§ **SET EXERCISE**: Please copy the lines from the beginning through the line holding "<point>40,264</point>", inclusive, swapping "gray armchair" for "gray recliner" and changing nothing else. Omit the pictures from your answer.

§ **RECORDS FOR THE EXERCISE**:
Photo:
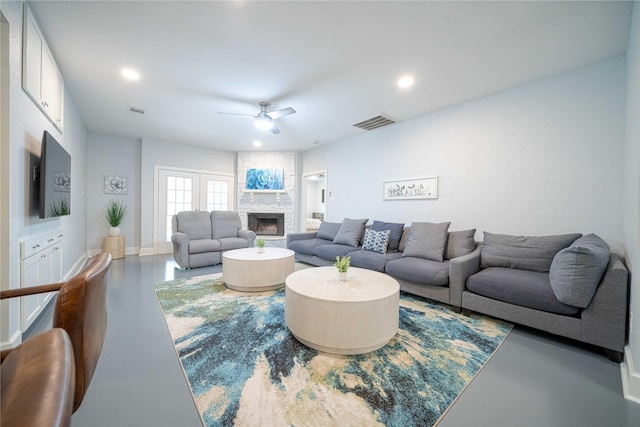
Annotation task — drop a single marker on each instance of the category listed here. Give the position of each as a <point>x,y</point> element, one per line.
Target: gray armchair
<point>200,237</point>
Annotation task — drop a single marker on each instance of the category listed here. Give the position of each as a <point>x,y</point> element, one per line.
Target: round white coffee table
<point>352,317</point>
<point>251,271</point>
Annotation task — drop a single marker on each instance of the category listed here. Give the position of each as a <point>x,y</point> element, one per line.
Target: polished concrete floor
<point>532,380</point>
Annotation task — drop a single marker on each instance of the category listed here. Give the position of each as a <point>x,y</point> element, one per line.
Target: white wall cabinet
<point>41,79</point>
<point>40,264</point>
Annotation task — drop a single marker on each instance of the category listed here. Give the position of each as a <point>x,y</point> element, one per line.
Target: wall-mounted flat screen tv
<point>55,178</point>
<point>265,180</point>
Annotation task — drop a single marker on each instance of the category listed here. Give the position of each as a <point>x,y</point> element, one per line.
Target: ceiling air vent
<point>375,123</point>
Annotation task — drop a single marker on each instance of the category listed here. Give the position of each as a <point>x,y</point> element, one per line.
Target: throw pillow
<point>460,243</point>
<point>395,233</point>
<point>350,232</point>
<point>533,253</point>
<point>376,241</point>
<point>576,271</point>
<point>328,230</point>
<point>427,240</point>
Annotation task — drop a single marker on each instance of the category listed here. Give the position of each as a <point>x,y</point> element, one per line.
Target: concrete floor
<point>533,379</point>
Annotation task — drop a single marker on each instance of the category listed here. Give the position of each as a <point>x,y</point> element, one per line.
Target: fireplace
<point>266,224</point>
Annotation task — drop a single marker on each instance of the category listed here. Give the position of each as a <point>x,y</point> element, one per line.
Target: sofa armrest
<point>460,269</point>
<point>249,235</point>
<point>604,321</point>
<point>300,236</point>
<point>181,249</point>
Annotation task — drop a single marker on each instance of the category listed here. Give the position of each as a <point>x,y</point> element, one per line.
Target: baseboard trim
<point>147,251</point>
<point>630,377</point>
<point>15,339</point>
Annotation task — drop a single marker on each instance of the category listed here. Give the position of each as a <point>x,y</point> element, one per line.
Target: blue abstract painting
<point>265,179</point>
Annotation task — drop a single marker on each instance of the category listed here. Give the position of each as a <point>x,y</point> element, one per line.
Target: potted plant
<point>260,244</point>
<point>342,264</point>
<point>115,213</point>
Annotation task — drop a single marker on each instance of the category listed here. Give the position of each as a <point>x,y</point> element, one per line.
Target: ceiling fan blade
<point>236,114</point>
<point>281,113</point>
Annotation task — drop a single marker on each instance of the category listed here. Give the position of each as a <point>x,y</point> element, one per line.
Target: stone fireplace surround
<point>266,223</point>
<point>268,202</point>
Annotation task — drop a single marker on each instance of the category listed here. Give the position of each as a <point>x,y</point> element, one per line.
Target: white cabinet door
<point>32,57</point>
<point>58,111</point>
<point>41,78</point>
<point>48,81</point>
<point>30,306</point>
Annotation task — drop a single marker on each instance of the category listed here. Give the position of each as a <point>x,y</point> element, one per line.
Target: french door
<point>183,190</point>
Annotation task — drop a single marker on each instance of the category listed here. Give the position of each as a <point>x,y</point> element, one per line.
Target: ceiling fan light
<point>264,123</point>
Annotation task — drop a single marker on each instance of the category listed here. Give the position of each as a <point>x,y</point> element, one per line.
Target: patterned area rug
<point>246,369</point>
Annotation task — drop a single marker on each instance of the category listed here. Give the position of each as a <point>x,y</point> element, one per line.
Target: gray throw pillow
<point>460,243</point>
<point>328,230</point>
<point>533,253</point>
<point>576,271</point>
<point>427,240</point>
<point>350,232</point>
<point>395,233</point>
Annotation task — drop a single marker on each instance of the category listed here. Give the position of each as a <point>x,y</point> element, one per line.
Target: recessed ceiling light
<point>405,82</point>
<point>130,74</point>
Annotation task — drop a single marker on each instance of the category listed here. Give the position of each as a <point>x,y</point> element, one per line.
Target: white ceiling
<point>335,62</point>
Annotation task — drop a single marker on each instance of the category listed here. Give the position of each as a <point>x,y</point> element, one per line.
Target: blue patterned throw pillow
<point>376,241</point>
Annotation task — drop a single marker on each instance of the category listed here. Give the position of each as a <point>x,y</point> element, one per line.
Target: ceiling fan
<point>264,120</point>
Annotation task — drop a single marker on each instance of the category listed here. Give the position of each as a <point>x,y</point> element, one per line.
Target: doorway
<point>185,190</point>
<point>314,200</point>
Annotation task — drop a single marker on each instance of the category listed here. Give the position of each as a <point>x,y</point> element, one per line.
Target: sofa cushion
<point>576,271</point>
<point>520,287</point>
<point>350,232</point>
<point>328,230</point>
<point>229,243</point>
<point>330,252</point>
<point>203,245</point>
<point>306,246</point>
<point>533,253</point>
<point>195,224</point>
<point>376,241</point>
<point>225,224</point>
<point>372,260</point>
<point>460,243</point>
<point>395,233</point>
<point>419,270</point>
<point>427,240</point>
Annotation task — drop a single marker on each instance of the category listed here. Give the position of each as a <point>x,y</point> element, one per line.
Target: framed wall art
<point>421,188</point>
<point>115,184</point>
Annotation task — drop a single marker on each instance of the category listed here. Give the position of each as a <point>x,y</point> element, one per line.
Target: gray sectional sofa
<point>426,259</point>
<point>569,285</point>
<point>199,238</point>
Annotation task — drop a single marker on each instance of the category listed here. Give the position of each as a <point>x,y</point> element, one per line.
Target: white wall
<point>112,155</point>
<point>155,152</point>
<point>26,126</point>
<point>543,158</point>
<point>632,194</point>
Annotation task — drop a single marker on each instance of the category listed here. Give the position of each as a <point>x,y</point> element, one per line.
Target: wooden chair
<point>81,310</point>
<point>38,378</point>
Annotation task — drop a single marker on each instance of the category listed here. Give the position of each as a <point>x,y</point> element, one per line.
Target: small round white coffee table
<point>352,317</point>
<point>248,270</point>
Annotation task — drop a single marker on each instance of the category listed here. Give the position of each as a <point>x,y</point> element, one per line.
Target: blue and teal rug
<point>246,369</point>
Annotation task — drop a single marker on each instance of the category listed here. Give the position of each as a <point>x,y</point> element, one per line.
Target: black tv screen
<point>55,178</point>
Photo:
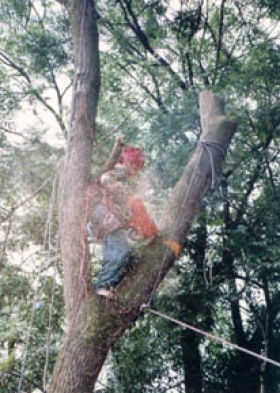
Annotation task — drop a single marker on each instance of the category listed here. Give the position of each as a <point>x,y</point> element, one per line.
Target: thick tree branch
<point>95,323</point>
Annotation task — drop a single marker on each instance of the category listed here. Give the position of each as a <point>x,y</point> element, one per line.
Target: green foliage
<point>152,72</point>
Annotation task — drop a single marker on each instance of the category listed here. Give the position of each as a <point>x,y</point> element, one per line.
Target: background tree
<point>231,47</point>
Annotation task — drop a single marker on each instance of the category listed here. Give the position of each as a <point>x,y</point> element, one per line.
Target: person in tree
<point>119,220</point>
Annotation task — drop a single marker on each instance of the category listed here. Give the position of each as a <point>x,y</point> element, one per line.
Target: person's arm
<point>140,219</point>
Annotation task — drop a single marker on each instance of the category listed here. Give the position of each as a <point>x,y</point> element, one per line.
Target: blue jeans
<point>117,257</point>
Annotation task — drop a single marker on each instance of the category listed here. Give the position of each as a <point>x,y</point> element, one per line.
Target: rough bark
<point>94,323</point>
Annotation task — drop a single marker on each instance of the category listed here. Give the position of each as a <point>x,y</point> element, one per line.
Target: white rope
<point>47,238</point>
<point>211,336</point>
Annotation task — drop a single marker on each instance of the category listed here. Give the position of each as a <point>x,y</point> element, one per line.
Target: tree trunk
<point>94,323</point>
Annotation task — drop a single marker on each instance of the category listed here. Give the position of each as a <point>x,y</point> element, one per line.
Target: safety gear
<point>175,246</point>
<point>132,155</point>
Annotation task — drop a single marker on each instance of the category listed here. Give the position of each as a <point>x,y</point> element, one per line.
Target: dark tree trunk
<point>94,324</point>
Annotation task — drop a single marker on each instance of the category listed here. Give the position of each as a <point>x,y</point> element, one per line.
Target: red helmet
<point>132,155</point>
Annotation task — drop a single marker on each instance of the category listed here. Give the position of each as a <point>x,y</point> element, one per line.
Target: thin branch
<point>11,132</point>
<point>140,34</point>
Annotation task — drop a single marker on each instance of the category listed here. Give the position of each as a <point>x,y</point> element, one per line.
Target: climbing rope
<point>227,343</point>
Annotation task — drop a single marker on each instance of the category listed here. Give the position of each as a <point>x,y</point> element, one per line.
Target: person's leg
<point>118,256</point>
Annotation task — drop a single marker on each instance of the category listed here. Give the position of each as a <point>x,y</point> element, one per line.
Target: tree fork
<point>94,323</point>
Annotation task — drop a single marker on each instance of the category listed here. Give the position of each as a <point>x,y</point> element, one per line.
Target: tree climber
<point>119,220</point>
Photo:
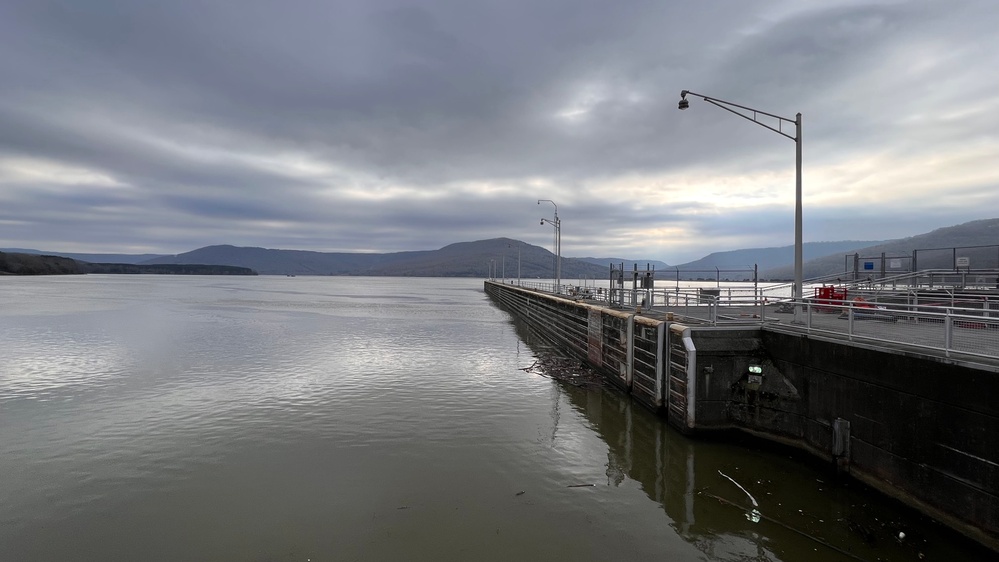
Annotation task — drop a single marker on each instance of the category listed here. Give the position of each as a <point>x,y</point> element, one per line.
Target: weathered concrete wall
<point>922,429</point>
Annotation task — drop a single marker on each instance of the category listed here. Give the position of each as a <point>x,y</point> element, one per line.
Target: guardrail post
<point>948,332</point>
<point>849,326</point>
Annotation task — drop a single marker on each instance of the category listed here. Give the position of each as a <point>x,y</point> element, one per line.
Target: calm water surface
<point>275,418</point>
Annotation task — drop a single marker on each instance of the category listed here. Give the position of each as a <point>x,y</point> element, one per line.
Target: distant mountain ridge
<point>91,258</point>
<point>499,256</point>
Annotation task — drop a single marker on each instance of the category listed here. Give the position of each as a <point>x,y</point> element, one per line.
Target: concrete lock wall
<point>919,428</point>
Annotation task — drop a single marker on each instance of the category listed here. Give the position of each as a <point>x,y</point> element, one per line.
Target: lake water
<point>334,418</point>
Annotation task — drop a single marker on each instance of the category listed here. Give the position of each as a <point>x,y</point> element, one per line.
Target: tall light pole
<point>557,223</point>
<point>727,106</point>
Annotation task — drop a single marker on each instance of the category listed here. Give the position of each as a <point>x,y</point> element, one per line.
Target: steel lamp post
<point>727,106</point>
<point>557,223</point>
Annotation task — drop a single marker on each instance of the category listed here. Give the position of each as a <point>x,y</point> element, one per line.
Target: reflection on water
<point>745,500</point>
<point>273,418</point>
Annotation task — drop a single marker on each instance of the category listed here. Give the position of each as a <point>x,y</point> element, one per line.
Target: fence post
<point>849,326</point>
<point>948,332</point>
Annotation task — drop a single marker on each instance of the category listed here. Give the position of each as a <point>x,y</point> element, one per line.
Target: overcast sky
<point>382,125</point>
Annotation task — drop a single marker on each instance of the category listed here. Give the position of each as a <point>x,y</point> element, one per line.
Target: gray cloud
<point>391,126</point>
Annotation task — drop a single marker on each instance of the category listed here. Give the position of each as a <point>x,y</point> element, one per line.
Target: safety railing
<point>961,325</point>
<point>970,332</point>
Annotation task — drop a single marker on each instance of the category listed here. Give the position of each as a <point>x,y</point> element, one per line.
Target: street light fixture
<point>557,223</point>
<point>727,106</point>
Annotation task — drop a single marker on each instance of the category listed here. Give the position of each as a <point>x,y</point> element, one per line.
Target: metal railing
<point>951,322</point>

§ **RESPONSE TO THIS EXERCISE**:
Photo:
Annotation task — drop a single marker on each instance of the category listed here. Give the position of each as a <point>x,y</point> element, one per line.
Target: gray recliner
<point>200,237</point>
Annotation task — drop a single marker on each instance of the category listed here. Give the position of each as a <point>x,y</point> element, one per line.
Target: round white coffee table
<point>352,317</point>
<point>251,271</point>
Annotation task — drop a single marker on each instance of the category listed here. Give the position of each as a <point>x,y</point> element, one per line.
Target: polished concrete floor
<point>532,380</point>
Annotation task — drop a single marker on each instance of the category listed here. Give the position of each as a <point>x,y</point> element, one per line.
Target: white wall cabinet
<point>41,79</point>
<point>40,264</point>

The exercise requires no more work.